» EXCERPT TO READ
2 Replies Latest reply on Jun 30, 2009 2:35 PM by lhorstma

    Interface chart lines/ sample interval after upgrade

    lhorstma

      It seems that some of my charts aren't displaying right anymore after migrating and upgrading from 8.5 to 9.1.

      Below are two screen shots, the first using a 30 minute sample interval and the second using a 10 minute sample interval.

      [IMG]http://img81.imageshack.us/img81/769/orioncharts.jpg[/IMG]

      If I extend the interval to 2 hours I get the pretty chart I expect:

      [IMG]http://img31.imageshack.us/img31/2894/orion2.jpg[/IMG]

      When I look at the raw data I see data only every 40 minutes or so. I'm set to collect statistics every 9 minutes so I would expect every interval to be filled when using the 10 minute interval. So anyone have any ideas about what's going on?

          • Re: Interface chart lines/ sample interval after upgrade
            lhorstma

            Looks like we've gotten it resolved. A week ago I had scripted a change to snmp security settings enterprise wide to add support for a third polling engine. Due to misconfiguration on a large number of servers (maybe 100) it actually removed support for our two existing polling servers. Those 100 servers or so started sending a flood of authentication failed traps to Orion, which then filed them away in the database. The database grew from about 2 GB to 16 GB in two days (I was off those days) before I found the issue, corrected the security settings on those servers, and put a filter on the traps to discard authentication failed messages. I talked to my DBA about the growth of the database and he didn't think it would cause any issues, so was left as is for several days.

             I went through the doc you provided and found the database disk subsystem was going pretty wild. The avg disk queue length was pretty high (avg between 16 and 20) as well as avg disk sec/write and avg disk sec/read hovering between 40 and 50 ms. I called support and we went through several things before truncating the traps (3.5 GB) and trapvarbind (10 GB) tables in the Orion DB. After that all the disk counters dropped to low levels and the data gaps disappeared. Now, if only I could put back all the hair I was pulling out...

» GIVEN DATA
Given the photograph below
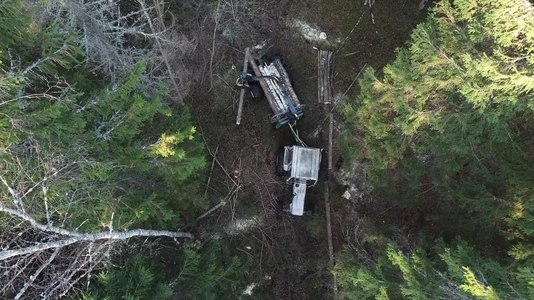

» TASKS FOR THIS EXERCISE
a – From the forum thread on chart gaps after the upgrade, duplicate the passage starting at "[IMG]http://img81.imageshack.us/img81/769/orioncharts.jpg[/IMG]" and ending at "what's going on?".
b – Answer these questions using the forum thread on chart gaps after the upgrade:
(i) From which version to which version was the software upgraded?
(ii) How often is statistics collection set to run?
(iii) How large were the traps and trapvarbind tables when they were truncated?

» EXERCISE RESPONSES
a –
[IMG]http://img81.imageshack.us/img81/769/orioncharts.jpg[/IMG]

      If I extend the interval to 2 hours I get the pretty chart I expect:

      [IMG]http://img31.imageshack.us/img31/2894/orion2.jpg[/IMG]

      When I look at the raw data I see data only every 40 minutes or so. I'm set to collect statistics every 9 minutes so I would expect every interval to be filled when using the 10 minute interval. So anyone have any ideas about what's going on?

b –
(i) From 8.5 to 9.1.
(ii) Every 9 minutes.
(iii) The traps table was 3.5 GB, and the trapvarbind table was 10 GB.